What follows is a bunch of places that, like Monti’s, I would return to without hesitation after writing about them. To me, they’re the most important new restaurants of the year.

I kept going back to Avondale’s Yusho for completely different reasons. Monti’s is a terrific place to eat but a terrible place to drink. Yusho, the best in a recent rash of izakaya-ish spots, is both a great place to eat and a great place to drink. It’s also a terrific place to hang out, due in part to the congeniality of the staff. As I observed in my review: “It’s impossible to overstate how the primal act of applying direct flame to all manner of foods caused the human brain to grow, but here the skewers are garnished and accented with a mostly Japanese palette of interesting exotica that recalls the same precise and audacious flavoring schemes that Trotter’s became known for decades ago.”

Premise (closed) in Andersonville had that congeniality too. But I was one of the few who thought chef Brian Runge’s “concise, modernist, fine dining menu” and “one of the city’s best cocktail lounges” was all that. Premise died a quick death, and my praise—”If all this fails to attract the kind of repeat business that a restaurant needs to survive, then I’m sorry for Andersonville”—managed to piss off half of the neighborhood.

One reader accused me of blowing Jared Van Camp because he didn’t agree with my review of Nellcote, which forgave the sceney elements of this big, bustling, Mediterranean homage to the Exile-era Rolling Stones for its excellent pizzas and pastas born of Van Camp’s “ambitious grain-to-table program.” Similarly, Balena, a joint project from the Boka and Bristol folks, was the more easygoing answer to Nellcote in a crowded field of Italian restaurants: “the idealized rural Italia where stout peasants feed on their own noodles, wine, and animals that happily fattened themselves for the task.”

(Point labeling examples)
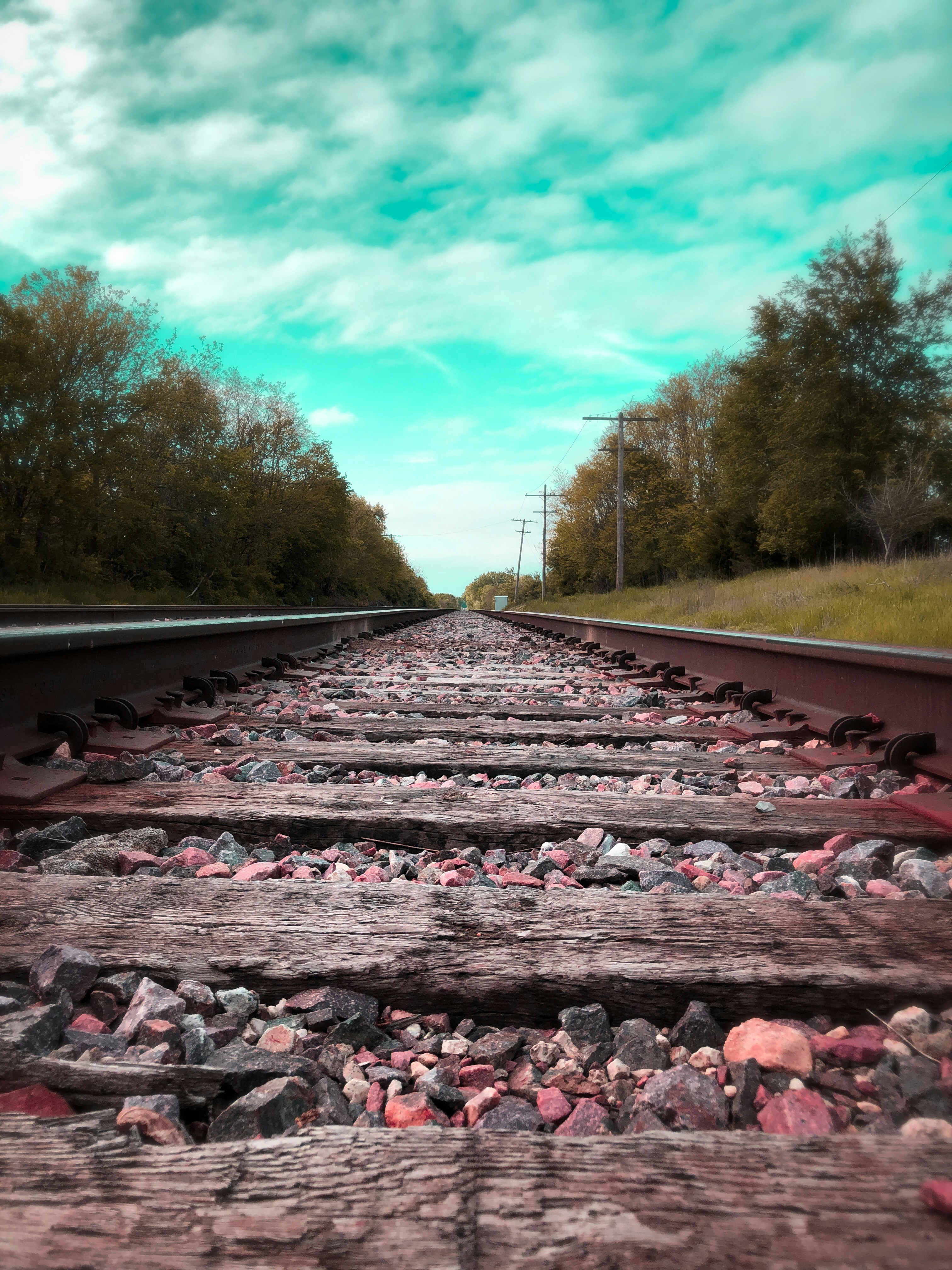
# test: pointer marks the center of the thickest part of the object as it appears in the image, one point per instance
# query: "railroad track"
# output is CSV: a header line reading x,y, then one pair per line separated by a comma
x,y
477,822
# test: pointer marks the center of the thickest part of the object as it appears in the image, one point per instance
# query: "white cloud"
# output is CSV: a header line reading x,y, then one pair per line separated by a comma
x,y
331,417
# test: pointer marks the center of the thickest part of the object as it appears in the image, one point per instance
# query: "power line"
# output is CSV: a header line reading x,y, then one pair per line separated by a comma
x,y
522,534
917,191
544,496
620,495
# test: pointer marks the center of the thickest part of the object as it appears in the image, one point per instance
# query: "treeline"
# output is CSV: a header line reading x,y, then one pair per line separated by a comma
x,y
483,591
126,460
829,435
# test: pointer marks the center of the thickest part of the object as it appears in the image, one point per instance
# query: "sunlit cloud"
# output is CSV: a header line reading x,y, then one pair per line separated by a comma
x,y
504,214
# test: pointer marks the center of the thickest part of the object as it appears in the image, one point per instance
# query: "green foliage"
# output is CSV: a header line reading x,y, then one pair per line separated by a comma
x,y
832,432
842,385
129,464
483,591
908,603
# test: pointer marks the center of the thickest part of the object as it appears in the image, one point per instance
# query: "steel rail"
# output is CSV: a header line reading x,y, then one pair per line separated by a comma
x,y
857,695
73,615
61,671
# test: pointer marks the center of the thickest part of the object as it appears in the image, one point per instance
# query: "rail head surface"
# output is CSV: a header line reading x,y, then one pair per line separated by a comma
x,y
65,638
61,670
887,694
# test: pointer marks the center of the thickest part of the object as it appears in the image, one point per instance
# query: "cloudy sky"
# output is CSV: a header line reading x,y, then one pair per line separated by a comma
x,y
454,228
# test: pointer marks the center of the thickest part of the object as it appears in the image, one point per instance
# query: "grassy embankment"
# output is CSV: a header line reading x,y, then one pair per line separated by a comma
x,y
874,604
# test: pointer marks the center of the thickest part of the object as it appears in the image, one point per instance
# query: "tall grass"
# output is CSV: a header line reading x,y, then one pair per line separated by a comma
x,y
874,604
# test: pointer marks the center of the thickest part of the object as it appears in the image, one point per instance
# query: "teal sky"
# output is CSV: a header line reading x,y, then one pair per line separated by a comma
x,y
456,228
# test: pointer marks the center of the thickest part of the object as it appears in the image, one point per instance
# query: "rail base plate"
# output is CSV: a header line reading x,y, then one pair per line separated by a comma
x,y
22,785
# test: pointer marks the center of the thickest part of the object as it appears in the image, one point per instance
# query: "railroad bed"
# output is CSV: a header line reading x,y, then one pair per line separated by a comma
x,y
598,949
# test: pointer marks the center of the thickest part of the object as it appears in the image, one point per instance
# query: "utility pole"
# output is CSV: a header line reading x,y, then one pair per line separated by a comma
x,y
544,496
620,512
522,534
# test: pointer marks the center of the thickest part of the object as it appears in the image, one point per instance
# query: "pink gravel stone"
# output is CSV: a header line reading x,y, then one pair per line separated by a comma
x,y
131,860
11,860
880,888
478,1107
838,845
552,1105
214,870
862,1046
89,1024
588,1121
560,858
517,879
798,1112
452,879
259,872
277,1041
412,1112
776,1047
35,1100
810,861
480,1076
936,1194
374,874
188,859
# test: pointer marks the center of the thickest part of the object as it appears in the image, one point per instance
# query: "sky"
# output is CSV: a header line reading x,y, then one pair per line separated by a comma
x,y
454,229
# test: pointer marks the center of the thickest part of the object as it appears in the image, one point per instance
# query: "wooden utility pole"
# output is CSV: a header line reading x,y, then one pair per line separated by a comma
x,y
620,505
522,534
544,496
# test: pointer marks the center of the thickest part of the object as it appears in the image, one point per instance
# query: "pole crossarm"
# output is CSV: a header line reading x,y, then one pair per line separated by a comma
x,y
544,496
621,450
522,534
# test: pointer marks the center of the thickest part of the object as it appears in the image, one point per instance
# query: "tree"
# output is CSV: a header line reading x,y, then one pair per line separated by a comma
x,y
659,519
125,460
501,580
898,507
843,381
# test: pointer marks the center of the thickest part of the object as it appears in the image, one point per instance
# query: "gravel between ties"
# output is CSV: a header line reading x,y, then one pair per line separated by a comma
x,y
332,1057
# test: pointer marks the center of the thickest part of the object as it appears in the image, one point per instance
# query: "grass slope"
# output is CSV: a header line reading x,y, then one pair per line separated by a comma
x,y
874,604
==
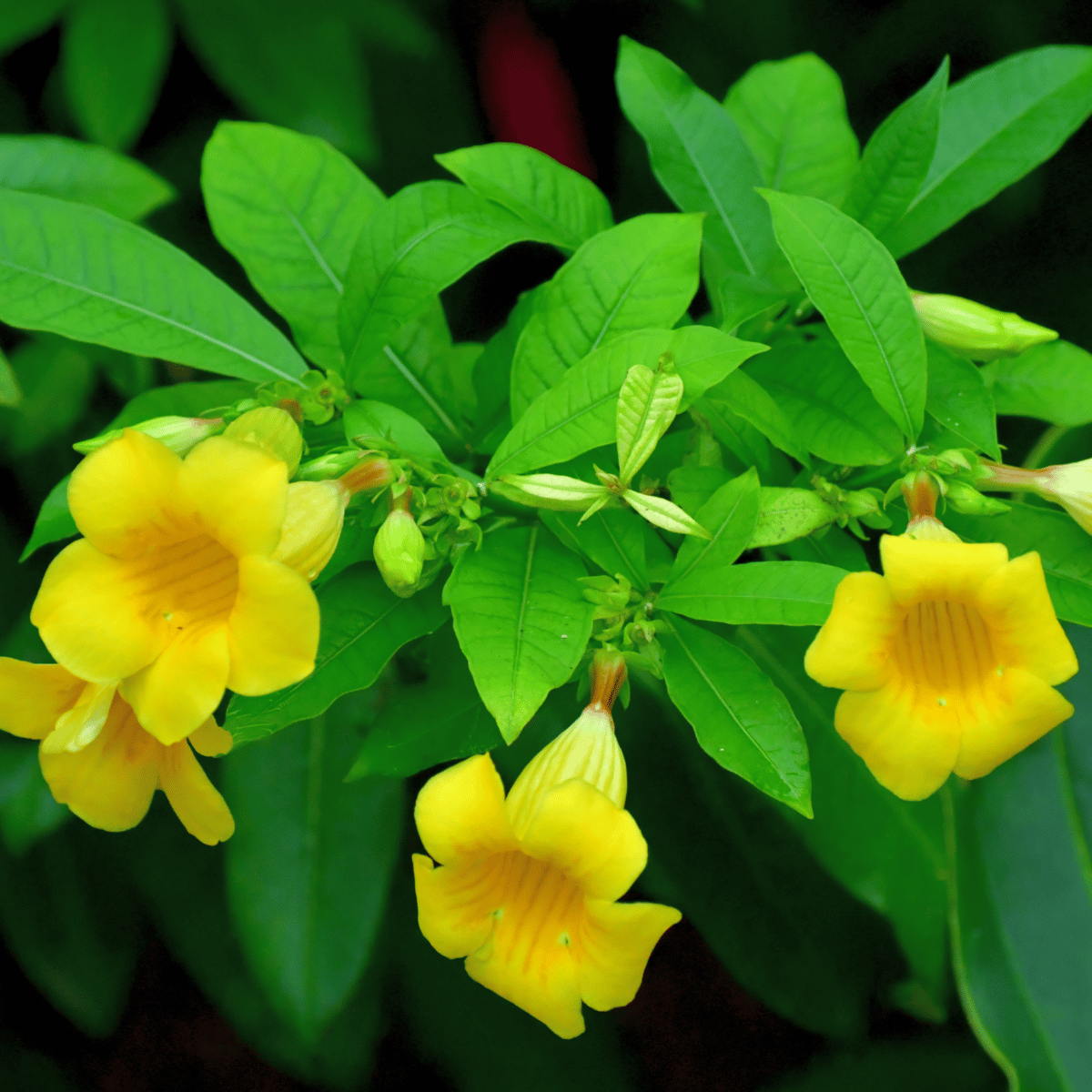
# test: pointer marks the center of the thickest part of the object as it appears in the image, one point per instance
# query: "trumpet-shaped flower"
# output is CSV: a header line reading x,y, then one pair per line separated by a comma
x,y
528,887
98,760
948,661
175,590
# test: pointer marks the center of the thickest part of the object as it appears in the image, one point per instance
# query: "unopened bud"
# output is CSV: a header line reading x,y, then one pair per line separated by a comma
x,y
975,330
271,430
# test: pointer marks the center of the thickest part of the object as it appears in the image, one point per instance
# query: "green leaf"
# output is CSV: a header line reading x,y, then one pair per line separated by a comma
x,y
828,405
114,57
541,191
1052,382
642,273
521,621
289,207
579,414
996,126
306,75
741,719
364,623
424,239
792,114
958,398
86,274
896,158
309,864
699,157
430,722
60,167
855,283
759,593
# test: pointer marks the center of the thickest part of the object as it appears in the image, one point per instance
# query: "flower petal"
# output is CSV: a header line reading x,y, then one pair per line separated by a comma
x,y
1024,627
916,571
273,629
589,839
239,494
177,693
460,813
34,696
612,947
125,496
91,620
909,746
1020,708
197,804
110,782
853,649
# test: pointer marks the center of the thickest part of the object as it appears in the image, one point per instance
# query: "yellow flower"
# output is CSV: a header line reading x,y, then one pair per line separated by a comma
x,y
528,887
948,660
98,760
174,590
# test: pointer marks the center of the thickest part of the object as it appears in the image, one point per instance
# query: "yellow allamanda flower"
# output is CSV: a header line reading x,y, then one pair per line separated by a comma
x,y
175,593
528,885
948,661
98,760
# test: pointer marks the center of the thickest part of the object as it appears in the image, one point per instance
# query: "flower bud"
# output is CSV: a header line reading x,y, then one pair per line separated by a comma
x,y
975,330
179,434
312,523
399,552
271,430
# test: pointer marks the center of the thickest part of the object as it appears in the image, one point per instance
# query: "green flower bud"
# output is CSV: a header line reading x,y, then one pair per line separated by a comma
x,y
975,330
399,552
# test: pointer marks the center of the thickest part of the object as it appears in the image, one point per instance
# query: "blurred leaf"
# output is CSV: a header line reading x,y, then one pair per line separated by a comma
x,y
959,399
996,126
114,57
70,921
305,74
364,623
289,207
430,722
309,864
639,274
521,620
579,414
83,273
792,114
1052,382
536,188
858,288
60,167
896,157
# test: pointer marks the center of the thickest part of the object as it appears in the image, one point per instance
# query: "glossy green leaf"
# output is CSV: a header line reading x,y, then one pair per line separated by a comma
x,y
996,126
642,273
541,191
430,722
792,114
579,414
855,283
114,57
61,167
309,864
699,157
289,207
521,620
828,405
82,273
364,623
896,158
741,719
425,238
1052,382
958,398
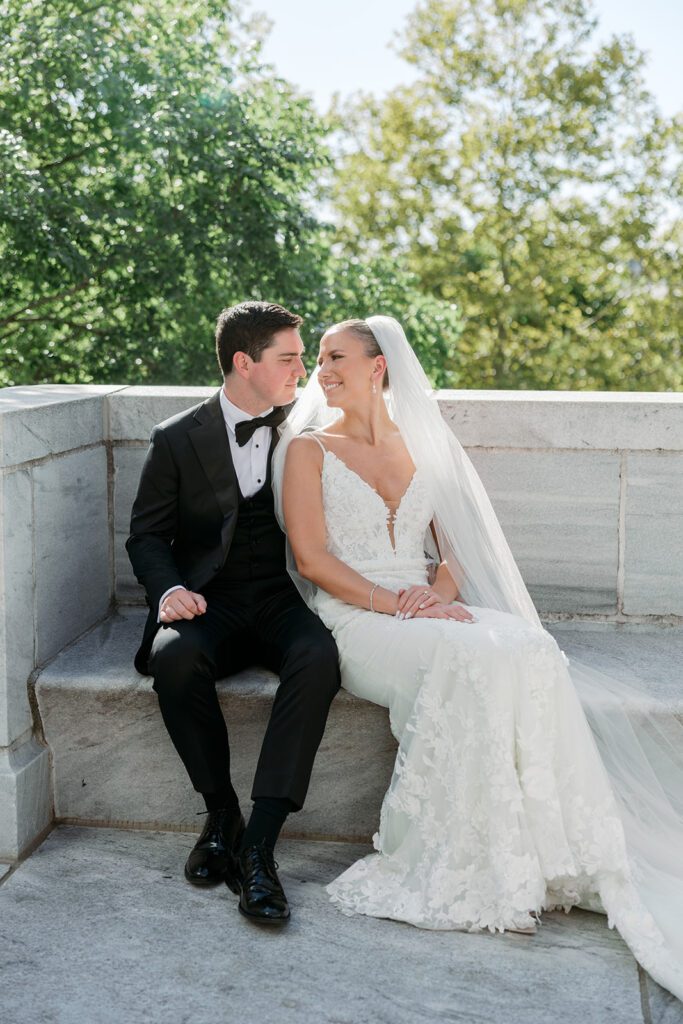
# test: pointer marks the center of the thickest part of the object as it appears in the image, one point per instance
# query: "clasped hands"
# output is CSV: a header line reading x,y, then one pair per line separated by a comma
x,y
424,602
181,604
* * *
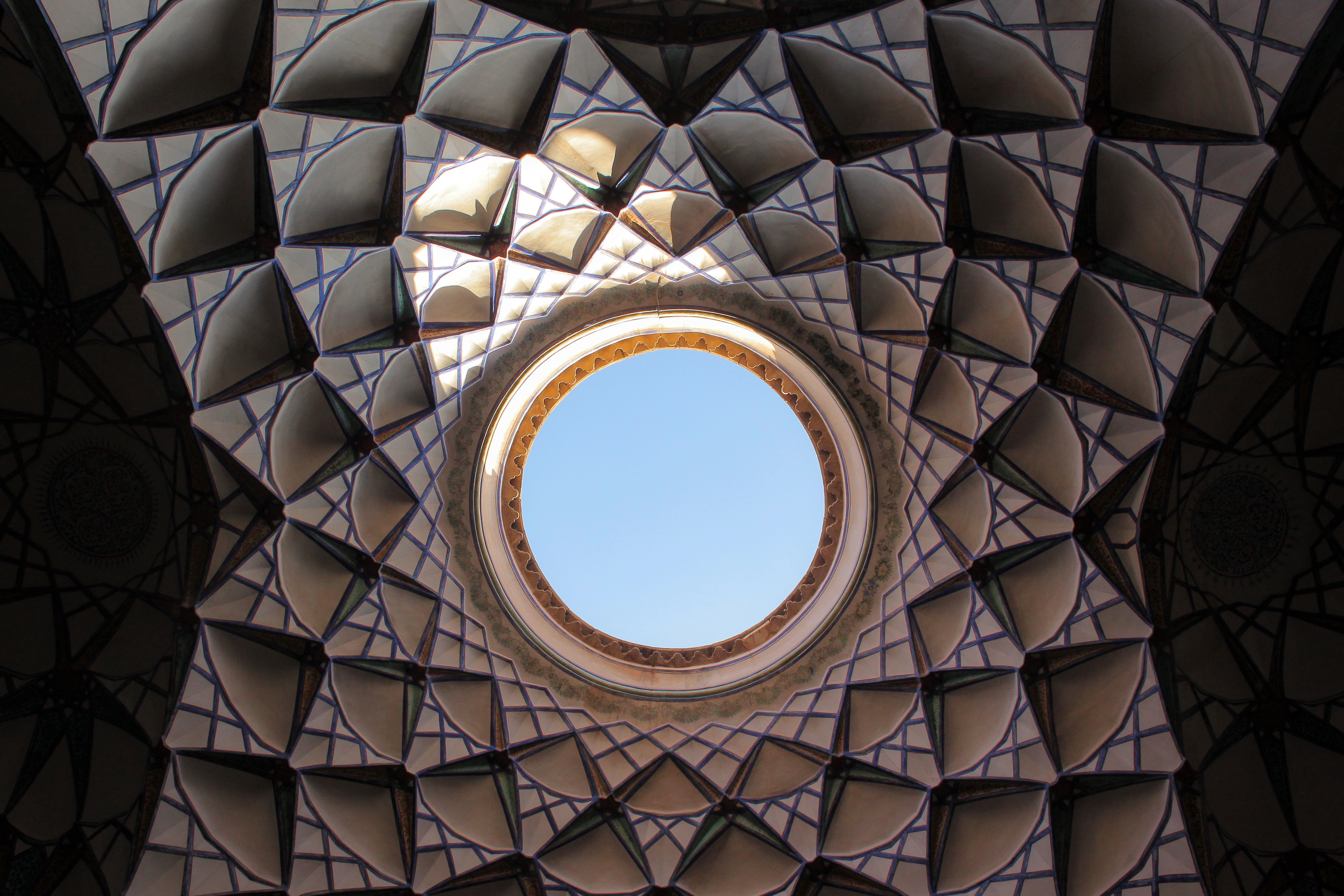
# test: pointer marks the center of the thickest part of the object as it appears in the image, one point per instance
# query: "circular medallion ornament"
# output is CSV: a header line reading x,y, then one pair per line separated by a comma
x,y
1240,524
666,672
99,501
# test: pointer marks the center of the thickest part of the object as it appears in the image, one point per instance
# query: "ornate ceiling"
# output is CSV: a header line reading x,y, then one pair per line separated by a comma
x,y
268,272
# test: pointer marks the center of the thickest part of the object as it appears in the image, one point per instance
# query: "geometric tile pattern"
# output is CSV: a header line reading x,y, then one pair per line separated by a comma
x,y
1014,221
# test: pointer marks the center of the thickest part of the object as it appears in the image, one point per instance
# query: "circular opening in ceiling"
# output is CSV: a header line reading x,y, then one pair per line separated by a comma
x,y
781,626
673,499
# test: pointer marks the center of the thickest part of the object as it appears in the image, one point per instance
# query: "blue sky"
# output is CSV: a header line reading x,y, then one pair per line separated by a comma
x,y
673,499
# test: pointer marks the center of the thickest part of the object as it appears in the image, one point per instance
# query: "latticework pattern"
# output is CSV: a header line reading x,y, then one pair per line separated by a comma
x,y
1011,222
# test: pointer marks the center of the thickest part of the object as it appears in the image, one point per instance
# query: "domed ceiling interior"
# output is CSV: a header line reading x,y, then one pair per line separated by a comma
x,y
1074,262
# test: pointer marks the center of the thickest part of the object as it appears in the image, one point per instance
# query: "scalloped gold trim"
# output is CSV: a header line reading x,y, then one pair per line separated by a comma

WHAT THIS TASK INVOLVES — Can you continue the restaurant roundup from where it stops, after the sentence about Balena?

RESULT OF THIS EXERCISE —
Marty Fosse, owner of Bar Ombra wouldn’t let our photographer in because he was still sore about my 2010 review of Acre—which, much like Bar Ombra’s, was a positive review. At the Venetian-style cicchetti bar, even more casual than Balena, “you could survive for days holed up in a booth with a laptop exploring offerings extending to salumi and cheese, panini and bruschetta, fried smelts and cheese croquettes, and raw and cured bits.” And then there was the return of Neapolitan pizzaiola Nella Grassano at Pizzeria da Nella Cucina Napoletana, the most regionally uncompromising of the lot: “Her crusts, unlike our homegrown cracker variety, accept heat like an embrace while maintaining their elasticity, resulting in a raised hill of fire-licked crust that surrounds the circular plain of sauce. Scattered with bubbling pools of milky cheese and strewn with imported toppings, it’s something at once deeply satisfying and ephemeral.”

There was an equally robust Japanese invasion as well (see Yusho), even though one of the city’s premier spots, Arami, lost some of its shine with the departure of chef B.K. Park and then, later, Scott Malloy. Fortunately two sushi spots of similar square footage but radically opposite price points stepped into the void. The Gold Coast’s low-profile Masaki is shooting for Michelin stars with its highly refined and diverse omakase menus: “It may not yet be Chicago’s answer to Sukiyabashi Jiro, but there’s really nothing like it in Streeterville, or anywhere else in town.” On the other hand the tiny BYOB Kai Zan in Humboldt Park, from twin brothers Melvin and Carlo Vizconde, is “putting together some really nice stuff, including a modest and thoughtful selection of specialty sushi with none of the cream cheese and Krab-stuffed hoo-ha that passes for makimono on nearly every block these days.”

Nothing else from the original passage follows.